> _Questions to answer_
A - Which processes does the GenAI security text name as, combined, helping to reduce GenAI's threats?
B - In the GenAI security text, why does Dimitriadis say skills training must reach everyone?
C - Carry the GenAI security text forward from its final sentence.

> _Supplied passage_
* * * * * * *
When it comes to data poisoning, she suggests that “businesses should adopt strict validation processes for all incoming datasets and periodically audit them for anomalies.”
Combined, this set of processes – which involve clear usage policies, confidentiality contracts, and auditing strategies – should help to reduce GenAI’s threats. But there’s more.
One of the largest attack vectors for cyber-criminals is people – and GenAI is no different. So how can organisations ensure staff are equipped to handle the technology?
“The C-Suite must wrap AI governance, cybersecurity defences and skills provision into their core business strategies”Chris Dimitriadis
Ventura believes that “companies should focus on employee awareness through security training”. This should cover a wide range of elements, such as how to design secure prompts and the ability to spot potentially compromised data.
ISACA’s Dimitriadis agrees.
“The key to doing this lies in skills,” he says. “Failure to [train everyone] will leave pockets of vulnerability in even the strongest of business defence networks.”
This is especially important when it comes to deepfakes and social engineering.
Quentyn Taylor – senior director of product, information security, and global incident response at Canon – says people need to be prepared for the onset of increasingly realistic synthetic content.
* * * * * * *
> _Records_
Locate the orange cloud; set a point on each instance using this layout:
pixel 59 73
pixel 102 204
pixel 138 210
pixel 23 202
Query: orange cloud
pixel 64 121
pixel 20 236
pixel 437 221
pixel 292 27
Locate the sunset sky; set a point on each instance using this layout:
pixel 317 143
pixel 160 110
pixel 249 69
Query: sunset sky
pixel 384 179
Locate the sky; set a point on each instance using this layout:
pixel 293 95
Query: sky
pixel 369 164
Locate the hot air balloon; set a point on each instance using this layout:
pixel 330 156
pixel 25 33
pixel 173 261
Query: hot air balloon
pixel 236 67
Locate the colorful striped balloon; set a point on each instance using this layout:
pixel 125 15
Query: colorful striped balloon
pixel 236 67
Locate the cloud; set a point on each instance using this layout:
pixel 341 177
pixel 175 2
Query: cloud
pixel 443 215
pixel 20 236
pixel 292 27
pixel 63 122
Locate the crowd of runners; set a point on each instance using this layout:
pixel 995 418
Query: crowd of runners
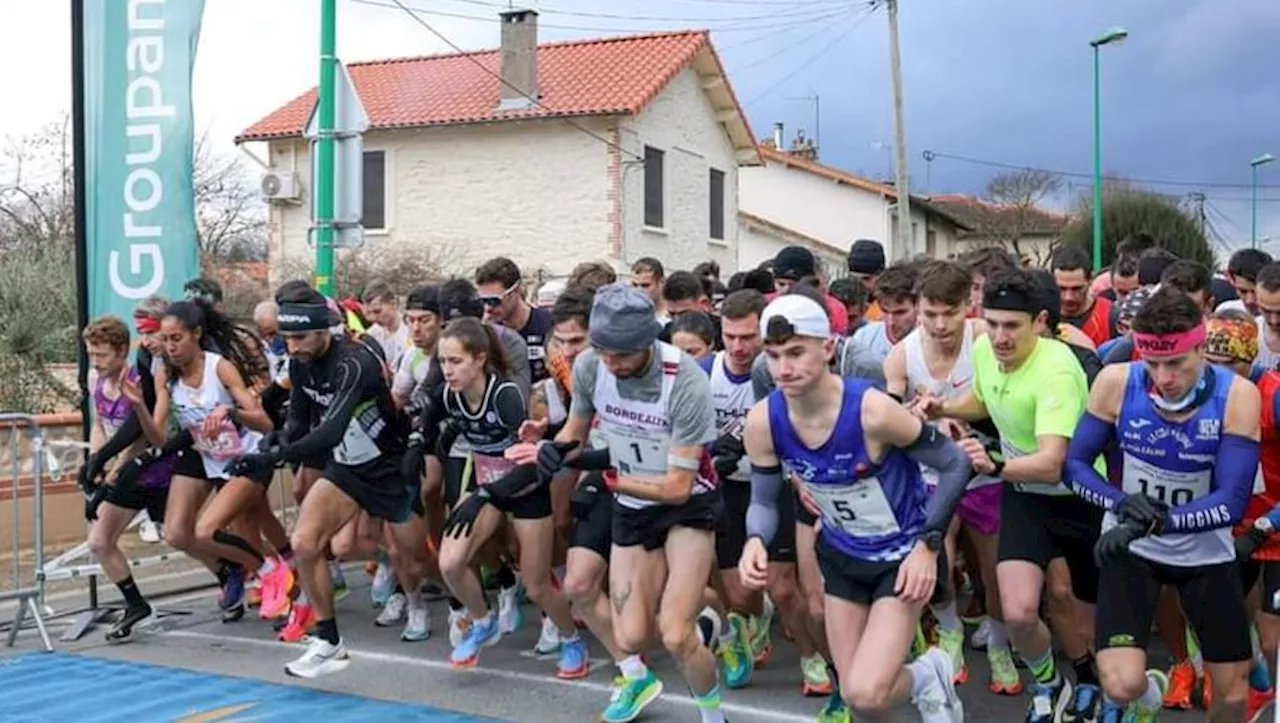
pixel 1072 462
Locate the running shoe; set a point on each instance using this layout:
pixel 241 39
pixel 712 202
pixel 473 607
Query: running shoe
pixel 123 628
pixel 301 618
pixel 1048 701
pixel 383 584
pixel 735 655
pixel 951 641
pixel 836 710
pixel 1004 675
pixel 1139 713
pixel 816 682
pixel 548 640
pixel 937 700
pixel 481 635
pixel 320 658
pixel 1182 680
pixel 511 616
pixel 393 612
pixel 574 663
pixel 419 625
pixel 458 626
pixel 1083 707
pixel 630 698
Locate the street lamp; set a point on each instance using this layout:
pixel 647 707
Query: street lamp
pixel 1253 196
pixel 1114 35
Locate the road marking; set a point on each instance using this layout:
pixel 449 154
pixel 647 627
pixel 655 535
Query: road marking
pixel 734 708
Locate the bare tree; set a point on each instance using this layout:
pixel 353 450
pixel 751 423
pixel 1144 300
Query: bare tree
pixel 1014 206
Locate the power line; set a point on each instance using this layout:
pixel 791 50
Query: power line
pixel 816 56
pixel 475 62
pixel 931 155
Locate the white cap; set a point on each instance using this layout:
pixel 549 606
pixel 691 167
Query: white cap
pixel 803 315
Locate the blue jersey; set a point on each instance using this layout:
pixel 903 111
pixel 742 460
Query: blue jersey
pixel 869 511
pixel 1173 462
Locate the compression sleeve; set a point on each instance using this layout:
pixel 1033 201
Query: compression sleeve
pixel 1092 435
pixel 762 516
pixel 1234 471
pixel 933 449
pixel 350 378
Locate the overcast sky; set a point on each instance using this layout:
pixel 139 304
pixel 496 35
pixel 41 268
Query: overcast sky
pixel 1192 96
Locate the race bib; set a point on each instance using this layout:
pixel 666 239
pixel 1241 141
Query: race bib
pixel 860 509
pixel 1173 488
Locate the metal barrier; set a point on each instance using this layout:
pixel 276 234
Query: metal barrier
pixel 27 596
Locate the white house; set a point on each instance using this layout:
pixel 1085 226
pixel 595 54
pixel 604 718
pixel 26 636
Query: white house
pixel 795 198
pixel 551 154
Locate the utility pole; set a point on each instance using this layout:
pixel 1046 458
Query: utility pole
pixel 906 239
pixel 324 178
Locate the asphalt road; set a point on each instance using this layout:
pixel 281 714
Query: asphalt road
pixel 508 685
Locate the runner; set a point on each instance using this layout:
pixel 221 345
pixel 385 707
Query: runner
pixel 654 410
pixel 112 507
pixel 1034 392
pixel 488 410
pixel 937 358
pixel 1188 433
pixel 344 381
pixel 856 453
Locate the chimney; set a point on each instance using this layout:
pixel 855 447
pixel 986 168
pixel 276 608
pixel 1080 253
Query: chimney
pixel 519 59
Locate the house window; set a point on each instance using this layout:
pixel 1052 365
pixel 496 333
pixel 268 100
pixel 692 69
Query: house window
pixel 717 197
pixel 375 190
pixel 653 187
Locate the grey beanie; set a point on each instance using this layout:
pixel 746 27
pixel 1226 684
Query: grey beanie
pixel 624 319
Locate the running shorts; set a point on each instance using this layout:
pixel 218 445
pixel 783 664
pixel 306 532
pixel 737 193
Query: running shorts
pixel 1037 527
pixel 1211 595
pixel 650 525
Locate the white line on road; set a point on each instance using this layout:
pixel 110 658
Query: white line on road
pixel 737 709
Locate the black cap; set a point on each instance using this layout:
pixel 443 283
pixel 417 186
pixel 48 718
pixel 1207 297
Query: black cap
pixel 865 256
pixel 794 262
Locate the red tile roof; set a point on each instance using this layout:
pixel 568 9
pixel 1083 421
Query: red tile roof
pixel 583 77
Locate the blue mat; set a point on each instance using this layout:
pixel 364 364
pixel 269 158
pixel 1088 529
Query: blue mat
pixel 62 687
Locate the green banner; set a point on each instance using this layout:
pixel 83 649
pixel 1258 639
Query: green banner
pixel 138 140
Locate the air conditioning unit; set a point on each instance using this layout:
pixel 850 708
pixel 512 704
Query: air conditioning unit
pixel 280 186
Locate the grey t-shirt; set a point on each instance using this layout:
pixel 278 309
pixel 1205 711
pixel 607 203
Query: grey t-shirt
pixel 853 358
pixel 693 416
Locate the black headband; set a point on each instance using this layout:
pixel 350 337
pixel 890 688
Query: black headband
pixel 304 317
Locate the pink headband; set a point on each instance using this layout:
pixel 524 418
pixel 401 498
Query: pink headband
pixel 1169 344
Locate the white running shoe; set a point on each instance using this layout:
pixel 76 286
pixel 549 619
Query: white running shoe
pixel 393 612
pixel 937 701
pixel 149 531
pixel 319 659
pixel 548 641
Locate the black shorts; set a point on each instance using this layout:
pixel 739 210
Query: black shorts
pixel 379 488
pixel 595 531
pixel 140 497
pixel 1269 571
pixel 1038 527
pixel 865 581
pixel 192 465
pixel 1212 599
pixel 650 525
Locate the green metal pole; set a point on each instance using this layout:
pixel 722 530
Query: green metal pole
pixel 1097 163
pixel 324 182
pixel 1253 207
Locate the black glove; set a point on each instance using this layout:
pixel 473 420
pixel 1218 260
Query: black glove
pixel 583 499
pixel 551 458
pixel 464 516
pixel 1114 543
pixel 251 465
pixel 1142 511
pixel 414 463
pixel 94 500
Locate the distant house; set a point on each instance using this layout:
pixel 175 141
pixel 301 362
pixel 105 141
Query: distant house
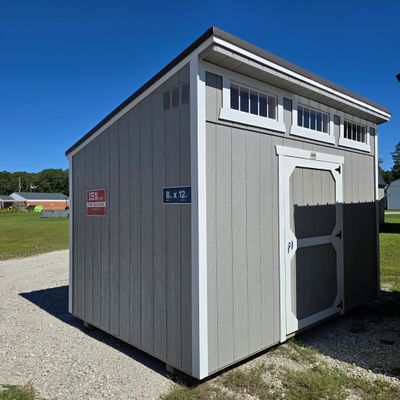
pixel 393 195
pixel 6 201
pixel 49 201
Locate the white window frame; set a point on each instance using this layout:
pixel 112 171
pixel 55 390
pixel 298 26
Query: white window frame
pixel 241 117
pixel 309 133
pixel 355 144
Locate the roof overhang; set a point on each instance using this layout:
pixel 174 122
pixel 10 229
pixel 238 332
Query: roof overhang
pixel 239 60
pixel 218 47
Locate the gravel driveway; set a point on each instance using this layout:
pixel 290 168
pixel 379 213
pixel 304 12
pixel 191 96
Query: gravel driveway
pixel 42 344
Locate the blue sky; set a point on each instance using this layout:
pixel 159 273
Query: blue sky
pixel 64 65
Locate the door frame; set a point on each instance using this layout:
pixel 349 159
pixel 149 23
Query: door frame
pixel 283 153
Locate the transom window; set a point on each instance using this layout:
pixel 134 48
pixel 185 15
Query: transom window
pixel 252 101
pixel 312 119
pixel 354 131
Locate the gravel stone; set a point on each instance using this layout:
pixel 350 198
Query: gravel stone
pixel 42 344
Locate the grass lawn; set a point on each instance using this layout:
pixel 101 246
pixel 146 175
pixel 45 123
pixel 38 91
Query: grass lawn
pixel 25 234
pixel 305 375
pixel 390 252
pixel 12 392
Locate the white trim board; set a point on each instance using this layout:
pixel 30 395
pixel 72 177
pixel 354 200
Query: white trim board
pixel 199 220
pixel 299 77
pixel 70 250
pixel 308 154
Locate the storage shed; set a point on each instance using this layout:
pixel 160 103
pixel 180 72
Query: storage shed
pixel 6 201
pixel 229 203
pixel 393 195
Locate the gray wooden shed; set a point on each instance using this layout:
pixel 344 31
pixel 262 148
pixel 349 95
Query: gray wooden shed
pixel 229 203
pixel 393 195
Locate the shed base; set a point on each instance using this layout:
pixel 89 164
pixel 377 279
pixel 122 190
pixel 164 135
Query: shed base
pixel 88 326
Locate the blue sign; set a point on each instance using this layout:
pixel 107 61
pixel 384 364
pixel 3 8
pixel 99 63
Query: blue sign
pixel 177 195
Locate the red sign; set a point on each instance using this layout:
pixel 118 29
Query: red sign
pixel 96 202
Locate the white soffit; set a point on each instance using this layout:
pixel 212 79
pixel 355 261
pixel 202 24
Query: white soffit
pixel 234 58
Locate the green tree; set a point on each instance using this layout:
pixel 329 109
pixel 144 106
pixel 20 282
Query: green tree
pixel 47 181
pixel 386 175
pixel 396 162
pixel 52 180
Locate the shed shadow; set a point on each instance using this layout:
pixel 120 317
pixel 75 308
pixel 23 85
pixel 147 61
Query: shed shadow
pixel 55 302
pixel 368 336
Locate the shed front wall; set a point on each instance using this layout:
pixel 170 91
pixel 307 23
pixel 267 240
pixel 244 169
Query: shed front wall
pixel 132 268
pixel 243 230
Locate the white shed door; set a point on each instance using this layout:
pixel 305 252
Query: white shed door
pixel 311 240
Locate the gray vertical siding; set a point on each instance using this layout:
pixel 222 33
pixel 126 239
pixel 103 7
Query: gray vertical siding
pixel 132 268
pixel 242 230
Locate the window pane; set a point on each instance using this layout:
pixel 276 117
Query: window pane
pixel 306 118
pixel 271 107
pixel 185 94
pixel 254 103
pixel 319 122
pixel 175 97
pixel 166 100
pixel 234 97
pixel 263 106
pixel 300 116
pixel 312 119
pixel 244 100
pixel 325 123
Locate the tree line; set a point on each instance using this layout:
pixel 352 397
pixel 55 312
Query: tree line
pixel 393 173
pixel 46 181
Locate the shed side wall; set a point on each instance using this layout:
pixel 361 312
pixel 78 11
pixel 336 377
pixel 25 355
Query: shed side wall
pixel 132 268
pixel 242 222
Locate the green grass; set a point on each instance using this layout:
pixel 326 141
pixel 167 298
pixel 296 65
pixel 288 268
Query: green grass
* * * * * * *
> _Answers in order_
A - Clear usage policies, confidentiality contracts, and auditing strategies.

B - He warns that failing to train everyone will leave pockets of vulnerability in even the strongest business defense networks.

C -
“This is where organisations have to become more effective in training employees to jump over the suspension of disbelief bridge,” he tells Assured Intelligence. “It needs to get the human being into a mental state where they’re not naturally accepting [what they see].”
There’s no doubt that GenAI is an emerging risk to business and something organisations should prepare for, but many of the experts Assured Intelligence spoke to urge balance.
“While it’s easy to recognise the risks associated with GenAI, it’s important to note that the majority of current security incidents do not yet involve AI,” Taylor says. “This is because attackers find traditional methods like purchasing credentials on the dark web or phishing to be highly effective.”
GenAI is here to stay, but organisations that are focused and prepared shouldn’t need to rewrite the rules of security to mitigate the associated risks. This is a time for evolution, not revolution.